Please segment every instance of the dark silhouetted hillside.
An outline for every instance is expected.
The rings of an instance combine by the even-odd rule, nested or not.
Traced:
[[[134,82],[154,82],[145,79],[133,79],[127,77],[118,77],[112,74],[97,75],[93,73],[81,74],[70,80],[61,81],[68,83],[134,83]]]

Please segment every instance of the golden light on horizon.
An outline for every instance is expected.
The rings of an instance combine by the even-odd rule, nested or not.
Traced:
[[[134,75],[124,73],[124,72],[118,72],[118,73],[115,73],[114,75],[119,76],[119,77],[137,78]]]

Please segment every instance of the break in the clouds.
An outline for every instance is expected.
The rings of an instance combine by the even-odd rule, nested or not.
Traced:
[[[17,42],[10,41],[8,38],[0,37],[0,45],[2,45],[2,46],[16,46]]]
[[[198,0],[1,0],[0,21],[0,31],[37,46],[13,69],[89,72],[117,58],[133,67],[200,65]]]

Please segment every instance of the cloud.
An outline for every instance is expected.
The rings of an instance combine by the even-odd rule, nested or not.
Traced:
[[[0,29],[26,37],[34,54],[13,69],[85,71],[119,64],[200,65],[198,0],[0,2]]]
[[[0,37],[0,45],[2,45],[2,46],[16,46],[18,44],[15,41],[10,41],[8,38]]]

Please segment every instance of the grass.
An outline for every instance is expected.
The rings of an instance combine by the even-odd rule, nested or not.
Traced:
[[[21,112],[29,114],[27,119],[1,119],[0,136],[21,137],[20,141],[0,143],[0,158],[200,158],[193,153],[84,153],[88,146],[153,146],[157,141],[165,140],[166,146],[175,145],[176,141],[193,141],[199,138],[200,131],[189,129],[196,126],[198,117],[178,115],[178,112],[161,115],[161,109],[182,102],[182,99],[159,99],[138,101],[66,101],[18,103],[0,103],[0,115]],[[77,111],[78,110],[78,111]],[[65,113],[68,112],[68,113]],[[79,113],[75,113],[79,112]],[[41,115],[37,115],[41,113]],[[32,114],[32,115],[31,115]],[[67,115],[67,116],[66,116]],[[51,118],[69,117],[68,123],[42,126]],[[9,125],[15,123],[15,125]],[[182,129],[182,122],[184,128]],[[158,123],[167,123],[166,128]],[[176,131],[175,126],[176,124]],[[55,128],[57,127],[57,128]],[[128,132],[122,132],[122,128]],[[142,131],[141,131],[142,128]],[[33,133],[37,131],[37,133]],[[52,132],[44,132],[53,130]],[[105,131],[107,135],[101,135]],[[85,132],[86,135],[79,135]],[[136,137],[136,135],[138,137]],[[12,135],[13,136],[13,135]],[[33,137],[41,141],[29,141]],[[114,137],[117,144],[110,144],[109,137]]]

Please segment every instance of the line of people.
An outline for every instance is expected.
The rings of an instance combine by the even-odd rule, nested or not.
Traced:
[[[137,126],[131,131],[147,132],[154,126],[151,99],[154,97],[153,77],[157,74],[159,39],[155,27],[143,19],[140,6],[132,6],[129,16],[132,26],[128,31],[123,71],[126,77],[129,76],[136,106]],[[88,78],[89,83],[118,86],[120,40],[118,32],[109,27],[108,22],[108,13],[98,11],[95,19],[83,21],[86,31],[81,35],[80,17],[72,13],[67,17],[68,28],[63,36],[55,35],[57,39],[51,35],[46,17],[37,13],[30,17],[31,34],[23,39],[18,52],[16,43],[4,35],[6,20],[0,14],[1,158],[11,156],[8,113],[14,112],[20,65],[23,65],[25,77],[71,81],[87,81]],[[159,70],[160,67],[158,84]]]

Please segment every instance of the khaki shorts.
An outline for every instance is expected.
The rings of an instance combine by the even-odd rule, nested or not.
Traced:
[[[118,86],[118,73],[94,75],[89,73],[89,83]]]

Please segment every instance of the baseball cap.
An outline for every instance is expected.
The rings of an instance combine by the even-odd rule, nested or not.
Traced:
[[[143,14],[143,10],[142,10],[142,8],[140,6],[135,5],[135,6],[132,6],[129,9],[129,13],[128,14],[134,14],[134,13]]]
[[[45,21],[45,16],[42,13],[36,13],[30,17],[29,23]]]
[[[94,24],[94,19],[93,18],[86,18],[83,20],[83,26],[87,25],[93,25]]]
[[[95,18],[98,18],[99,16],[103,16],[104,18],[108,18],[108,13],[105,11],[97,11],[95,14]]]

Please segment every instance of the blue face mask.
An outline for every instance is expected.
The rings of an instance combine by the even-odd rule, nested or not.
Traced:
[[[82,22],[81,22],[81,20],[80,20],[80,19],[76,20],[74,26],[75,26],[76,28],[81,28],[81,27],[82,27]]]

> **Written problem**
Starting at the line that contains "Please segment every instance of the khaki", write out every line to the end of the entries, exactly as given.

> **Correct response**
Please segment every instance of the khaki shorts.
An outline for every instance is expected.
The rings of an instance combine by the even-odd rule, nested or not.
Traced:
[[[118,86],[118,73],[94,75],[89,73],[89,83]]]

Please segment every instance of the baseball cap.
An outline for every instance is expected.
The rings of an instance combine by the even-odd rule, nested or not.
Traced:
[[[143,14],[143,10],[142,10],[142,8],[140,6],[135,5],[135,6],[132,6],[129,9],[129,13],[128,14],[134,14],[134,13]]]
[[[45,21],[45,16],[42,13],[36,13],[30,17],[29,23]]]
[[[94,24],[94,19],[93,18],[86,18],[83,20],[83,26],[87,25],[93,25]]]
[[[95,18],[98,18],[99,16],[103,16],[104,18],[108,18],[108,13],[105,11],[97,11],[95,14]]]

Please segment every instance of the blue face mask.
An outline for every instance is expected.
The rings of an instance combine by the even-odd rule, nested or not.
Traced:
[[[82,22],[81,22],[81,20],[80,20],[80,19],[76,20],[74,26],[75,26],[76,28],[81,28],[81,27],[82,27]]]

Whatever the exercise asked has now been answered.